START Material supplied
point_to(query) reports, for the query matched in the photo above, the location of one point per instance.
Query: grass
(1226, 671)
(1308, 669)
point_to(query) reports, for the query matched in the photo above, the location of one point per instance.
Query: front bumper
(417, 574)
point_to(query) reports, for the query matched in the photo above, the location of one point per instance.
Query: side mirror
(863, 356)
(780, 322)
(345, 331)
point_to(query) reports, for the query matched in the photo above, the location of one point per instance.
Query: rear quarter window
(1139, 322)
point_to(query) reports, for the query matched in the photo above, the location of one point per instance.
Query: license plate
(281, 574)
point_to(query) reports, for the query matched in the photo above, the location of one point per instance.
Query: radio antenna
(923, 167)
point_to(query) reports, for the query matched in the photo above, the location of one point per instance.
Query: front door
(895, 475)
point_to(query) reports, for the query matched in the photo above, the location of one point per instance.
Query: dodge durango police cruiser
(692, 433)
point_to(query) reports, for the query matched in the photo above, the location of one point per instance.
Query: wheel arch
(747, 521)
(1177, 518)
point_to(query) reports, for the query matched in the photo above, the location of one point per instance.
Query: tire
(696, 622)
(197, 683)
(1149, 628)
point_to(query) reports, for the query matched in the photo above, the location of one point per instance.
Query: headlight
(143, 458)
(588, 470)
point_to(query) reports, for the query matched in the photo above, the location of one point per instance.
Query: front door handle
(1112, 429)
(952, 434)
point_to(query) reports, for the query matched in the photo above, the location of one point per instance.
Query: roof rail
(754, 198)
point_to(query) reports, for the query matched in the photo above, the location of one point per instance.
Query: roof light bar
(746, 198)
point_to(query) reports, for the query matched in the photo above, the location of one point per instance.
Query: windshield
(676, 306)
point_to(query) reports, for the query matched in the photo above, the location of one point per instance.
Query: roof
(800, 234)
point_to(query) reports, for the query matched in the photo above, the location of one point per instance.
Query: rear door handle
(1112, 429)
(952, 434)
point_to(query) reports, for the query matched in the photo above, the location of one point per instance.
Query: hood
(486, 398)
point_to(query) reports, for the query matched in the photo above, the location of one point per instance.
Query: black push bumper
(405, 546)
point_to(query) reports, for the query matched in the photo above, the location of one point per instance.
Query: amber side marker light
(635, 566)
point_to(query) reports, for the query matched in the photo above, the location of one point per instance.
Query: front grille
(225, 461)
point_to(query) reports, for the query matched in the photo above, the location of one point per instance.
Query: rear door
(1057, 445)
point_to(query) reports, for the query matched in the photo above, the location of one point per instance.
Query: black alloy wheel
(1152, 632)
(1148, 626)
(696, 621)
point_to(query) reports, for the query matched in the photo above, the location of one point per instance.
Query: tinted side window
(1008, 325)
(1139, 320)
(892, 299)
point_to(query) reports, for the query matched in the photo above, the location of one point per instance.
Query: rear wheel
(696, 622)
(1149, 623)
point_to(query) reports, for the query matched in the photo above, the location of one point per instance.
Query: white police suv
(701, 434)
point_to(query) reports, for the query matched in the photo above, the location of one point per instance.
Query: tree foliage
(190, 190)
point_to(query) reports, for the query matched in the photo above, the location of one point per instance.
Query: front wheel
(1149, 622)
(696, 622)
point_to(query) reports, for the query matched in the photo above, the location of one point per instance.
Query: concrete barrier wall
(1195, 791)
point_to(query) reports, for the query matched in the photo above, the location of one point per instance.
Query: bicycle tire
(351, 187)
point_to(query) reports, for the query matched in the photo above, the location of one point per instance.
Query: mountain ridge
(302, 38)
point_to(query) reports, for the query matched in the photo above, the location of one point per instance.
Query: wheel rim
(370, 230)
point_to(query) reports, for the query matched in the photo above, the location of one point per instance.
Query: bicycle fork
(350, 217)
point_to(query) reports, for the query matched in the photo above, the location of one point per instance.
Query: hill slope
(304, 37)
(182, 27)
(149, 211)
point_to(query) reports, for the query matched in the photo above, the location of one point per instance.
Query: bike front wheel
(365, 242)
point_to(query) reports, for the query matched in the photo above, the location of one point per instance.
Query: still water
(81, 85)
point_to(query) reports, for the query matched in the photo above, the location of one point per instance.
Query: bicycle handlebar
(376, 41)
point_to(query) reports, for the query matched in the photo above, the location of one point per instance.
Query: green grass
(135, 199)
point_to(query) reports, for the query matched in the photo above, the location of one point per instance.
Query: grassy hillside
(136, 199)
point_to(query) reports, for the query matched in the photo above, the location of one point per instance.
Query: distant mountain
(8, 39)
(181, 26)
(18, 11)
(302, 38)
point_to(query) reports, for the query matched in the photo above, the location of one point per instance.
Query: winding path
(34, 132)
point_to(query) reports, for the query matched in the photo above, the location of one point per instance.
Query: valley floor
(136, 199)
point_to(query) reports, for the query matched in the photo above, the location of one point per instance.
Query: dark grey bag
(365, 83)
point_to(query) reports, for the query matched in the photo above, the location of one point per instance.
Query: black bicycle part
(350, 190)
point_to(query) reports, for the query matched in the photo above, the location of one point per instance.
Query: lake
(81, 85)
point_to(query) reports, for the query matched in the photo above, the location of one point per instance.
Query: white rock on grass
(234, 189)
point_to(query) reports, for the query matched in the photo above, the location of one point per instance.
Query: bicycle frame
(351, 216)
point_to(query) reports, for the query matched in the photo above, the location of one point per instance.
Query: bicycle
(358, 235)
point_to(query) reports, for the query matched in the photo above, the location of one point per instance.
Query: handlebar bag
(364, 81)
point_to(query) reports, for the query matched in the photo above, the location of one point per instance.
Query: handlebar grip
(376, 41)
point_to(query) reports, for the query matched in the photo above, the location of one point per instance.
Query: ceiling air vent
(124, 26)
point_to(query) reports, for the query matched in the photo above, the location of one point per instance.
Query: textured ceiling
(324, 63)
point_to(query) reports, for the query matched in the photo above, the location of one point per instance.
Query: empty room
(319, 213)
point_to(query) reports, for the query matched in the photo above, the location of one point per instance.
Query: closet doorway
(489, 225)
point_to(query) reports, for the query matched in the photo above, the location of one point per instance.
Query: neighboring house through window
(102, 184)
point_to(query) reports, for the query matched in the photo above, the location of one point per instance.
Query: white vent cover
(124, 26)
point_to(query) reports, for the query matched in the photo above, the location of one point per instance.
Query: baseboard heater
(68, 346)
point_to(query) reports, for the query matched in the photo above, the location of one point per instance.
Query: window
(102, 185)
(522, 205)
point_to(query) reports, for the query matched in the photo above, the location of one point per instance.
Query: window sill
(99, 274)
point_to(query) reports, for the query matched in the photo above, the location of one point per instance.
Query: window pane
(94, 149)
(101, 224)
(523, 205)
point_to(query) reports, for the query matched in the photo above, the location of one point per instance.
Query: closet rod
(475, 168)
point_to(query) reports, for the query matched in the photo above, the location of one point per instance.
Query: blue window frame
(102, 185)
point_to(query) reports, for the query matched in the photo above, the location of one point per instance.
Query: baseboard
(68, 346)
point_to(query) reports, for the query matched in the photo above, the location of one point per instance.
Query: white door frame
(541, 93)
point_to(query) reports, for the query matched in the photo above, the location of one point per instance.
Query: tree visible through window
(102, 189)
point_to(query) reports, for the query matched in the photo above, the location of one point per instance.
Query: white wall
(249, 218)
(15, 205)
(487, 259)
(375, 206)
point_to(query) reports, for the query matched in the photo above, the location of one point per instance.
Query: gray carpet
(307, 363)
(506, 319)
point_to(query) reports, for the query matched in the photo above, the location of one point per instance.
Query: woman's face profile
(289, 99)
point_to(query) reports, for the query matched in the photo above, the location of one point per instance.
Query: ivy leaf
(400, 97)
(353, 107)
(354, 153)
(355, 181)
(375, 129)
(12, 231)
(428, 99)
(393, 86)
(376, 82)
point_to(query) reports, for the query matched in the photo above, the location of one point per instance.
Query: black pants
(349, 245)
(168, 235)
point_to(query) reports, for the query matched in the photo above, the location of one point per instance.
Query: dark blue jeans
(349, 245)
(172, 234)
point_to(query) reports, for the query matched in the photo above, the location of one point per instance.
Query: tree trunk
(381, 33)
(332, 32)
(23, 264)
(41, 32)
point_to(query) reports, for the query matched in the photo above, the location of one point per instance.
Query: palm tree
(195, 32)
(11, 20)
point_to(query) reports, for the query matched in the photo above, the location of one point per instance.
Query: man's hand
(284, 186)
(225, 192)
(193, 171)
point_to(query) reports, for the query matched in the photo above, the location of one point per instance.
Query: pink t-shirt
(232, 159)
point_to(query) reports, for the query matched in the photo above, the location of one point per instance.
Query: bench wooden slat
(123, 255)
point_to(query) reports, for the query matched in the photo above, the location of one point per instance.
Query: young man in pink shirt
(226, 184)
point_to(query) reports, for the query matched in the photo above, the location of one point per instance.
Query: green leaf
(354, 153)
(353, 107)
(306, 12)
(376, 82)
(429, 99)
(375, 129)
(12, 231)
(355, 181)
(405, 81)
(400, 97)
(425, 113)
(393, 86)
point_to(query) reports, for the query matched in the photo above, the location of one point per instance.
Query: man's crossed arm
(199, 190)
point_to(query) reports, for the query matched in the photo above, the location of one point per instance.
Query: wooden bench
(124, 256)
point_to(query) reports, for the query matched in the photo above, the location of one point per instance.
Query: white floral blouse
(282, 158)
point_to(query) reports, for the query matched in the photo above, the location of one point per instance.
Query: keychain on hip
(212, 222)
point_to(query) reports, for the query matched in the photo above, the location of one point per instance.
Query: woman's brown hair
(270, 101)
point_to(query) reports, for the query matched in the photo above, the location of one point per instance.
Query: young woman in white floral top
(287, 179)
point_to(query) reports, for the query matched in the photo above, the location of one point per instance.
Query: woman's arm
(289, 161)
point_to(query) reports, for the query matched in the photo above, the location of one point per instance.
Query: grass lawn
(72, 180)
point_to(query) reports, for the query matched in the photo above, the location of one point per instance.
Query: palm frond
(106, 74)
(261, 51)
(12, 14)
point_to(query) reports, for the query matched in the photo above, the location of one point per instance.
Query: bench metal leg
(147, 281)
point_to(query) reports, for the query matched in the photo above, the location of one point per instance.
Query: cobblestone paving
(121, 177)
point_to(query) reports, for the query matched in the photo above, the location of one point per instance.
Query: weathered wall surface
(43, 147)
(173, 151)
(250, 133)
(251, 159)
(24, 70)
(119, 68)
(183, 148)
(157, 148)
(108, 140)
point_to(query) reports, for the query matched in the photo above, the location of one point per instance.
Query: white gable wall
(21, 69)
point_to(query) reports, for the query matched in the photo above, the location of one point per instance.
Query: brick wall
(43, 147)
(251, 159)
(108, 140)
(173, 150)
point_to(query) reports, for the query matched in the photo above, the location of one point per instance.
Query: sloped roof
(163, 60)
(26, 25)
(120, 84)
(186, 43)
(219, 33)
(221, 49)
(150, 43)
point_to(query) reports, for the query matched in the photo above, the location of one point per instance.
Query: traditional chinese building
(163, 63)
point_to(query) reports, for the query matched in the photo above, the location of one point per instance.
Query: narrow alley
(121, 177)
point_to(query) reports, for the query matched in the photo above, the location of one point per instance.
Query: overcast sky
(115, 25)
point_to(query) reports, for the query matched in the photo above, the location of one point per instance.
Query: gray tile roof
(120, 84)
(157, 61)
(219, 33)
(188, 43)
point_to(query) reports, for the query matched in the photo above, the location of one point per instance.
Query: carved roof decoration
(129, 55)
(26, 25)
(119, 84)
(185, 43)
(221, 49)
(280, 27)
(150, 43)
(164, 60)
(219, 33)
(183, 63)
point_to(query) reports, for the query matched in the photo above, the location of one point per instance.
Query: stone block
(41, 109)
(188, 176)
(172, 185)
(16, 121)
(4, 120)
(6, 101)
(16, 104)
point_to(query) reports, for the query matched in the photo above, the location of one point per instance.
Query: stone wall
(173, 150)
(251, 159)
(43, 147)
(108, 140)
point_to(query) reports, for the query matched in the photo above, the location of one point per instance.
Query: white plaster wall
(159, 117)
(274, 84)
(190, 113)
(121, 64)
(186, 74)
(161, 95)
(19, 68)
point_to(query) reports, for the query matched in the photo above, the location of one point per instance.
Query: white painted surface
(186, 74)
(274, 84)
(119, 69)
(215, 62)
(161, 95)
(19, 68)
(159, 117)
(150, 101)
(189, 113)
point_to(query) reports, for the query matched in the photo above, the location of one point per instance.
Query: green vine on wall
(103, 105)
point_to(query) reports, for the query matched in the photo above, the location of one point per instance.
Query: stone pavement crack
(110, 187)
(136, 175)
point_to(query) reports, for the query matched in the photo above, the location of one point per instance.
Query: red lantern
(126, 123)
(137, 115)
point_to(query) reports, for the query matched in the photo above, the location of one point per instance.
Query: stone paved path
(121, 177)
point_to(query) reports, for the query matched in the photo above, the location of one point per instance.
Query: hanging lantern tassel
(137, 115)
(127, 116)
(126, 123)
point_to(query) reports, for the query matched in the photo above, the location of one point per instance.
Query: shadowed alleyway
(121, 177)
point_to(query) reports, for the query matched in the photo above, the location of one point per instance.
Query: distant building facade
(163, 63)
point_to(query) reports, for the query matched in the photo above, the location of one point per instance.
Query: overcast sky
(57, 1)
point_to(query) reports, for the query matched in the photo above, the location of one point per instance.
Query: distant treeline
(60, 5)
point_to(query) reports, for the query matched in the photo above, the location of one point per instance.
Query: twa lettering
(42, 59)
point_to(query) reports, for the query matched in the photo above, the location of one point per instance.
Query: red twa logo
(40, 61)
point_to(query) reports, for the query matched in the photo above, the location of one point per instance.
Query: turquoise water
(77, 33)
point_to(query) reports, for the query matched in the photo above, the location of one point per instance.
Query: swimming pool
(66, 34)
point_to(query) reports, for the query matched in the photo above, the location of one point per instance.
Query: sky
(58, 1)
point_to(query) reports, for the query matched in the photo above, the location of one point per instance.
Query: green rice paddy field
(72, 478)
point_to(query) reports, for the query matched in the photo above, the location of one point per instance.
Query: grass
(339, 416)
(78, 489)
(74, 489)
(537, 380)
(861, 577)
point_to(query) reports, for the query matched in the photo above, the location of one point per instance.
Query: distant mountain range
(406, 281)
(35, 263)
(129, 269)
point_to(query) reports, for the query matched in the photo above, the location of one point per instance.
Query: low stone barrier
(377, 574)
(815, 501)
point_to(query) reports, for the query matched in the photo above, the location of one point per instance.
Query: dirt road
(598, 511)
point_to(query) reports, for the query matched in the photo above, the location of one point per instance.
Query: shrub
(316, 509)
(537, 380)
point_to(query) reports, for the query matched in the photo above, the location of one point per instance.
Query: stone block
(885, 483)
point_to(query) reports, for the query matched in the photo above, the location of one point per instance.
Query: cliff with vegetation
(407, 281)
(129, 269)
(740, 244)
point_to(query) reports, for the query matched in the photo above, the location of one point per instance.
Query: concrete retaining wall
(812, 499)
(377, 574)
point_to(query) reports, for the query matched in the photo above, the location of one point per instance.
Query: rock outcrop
END Material supplied
Starting at the line with "Query: shrub", restate every line word for word through the end of the listing above.

Query: shrub
(316, 509)
(537, 380)
point_to(query) reports, for the query matched in the photo above, the location of one point per instance.
Query: stone block
(885, 483)
point_to(query) reports, for the query matched in the photo above, the location of one point per instance.
Query: cliff with vegetation
(407, 281)
(129, 269)
(740, 244)
point_to(query) reports, for the query matched in the photo above, the location of one point per instance.
Query: concrete retaining wall
(812, 499)
(377, 574)
point_to(query) reports, for the query matched in the photo above, the location of one point per instance.
Query: rock outcrop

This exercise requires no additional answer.